# COMPITI DA SVOLGERE
1. Rispondi a queste domande sul testo su san Lorenzo:
(a) In che anno salì al potere Valeriano?
(b) Dove stava celebrando l'eucarestia Sisto II quando fu ucciso?
(c) Chi raccolse le spoglie di Lorenzo?
2. Elenca tutti i papi e gli imperatori nominati nel testo su san Lorenzo.

# TESTO
== == ==
In questo scenario esercitava le proprie funzioni religiose lo spagnolo Laurentius, arcidiacono di Sisto II, papa sotto l’imperatore Valeriano, salito al potere nel 254 d.C. Il compito di Lorenzo era di provvedere, grazie ai proventi ed ai lasciti della comunità cristiana di Roma, al sostentamento dei bisognosi e di quanto chiedessero aiuto: quando nel 258 Valeriano promulgò un editto con il quale condannava alla confisca dei beni e a morte immediata quanti si fossero rifiutati di venerare le divinità ammesse nell’Impero, l’arcidiacono distribuì immediatamente i suoi averi agli assistiti, preparandosi al peggio. Il 6 agosto dello stesso anno, mentre stava celebrando il rito dell’eucarestia nelle catacombe di San Callisto, Sisto II venne trucidato insieme a quattro diaconi; venne intimato a Lorenzo di consegnare il patrimonio di cui era responsabile, entro tre giorni, ma il 10 agosto si presentò dinanzi ai magistrati romani alla testa di un corteo di suoi assistiti, affermando:
“Ecco questi sono i nostri tesori: sono tesori eterni, non vengono mai meno, anzi crescono”. (1)
Venne pertanto condannato al supplizio della graticola. Durante il martirio (2), pronunciò le celebri parole Assum est: versa et manduca, “Questo lato è cotto: gira, e poi mangia”. La matrona romana Ciriaca, poi santificata, raccolse le misere spoglie dell’arcidiacono martirizzato, per seppellirle all’interno di una catacomba preesistente all’interno del terreno di sua proprietà, proprio nell’Ager Veranus. Sin dal suo martirio Lorenzo fu una figura veneratissima: l’imperatore Costantino, volendo conferire adeguata importanza ai luoghi santi di Roma, fece intraprendere grandiosi lavori presso la tomba dell’ormai santo. L’altura tufacea nella quale era conservata la tomba, l’attuale “Pincetto”, venne sbancata al fine di edificarvi immediatamente nei pressi, verso il 330, una prima basilica, definita Maior, anche se più probabilmente la costruzione deve imputarsi a papa Sisto III (432-440), mentre l’imperatore dovette limitarsi ad una cripta o ad una edicola commemorativa (3).
== == ==
# MATERIALE ESTRATTO
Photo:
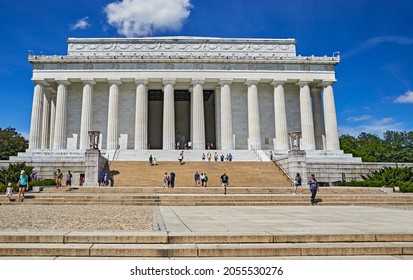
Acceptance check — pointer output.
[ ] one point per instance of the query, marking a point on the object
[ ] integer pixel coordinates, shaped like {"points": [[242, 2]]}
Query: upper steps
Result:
{"points": [[259, 174]]}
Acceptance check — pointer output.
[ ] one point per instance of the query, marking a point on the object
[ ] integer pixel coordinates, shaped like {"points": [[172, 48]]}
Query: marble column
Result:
{"points": [[227, 142], [307, 124], [87, 111], [52, 117], [35, 137], [281, 130], [113, 115], [254, 129], [60, 138], [46, 120], [141, 115], [330, 117], [168, 115], [318, 117], [198, 120]]}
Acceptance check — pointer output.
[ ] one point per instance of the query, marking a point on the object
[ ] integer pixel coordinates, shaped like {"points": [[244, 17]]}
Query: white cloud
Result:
{"points": [[373, 126], [142, 17], [359, 119], [405, 98], [373, 42], [80, 24]]}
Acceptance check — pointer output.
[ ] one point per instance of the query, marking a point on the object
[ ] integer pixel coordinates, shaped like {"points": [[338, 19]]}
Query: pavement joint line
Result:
{"points": [[179, 218]]}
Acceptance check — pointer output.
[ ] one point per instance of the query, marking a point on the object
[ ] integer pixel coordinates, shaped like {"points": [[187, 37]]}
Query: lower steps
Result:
{"points": [[162, 244], [212, 196]]}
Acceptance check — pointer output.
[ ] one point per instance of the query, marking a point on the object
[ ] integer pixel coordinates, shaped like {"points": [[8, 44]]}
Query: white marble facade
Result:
{"points": [[235, 93]]}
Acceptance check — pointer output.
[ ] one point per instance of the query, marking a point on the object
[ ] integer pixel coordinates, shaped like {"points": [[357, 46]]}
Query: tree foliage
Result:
{"points": [[401, 177], [11, 142], [12, 173], [394, 147]]}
== == ==
# RISULTATI ATTESI
1.
(a) Nel 254 d.C.
(b) Nelle catacombe di San Callisto.
(c) La matrona romana Ciriaca.

2. Sisto II (papa), Valeriano (imperatore), Costantino (imperatore), Sisto III (papa).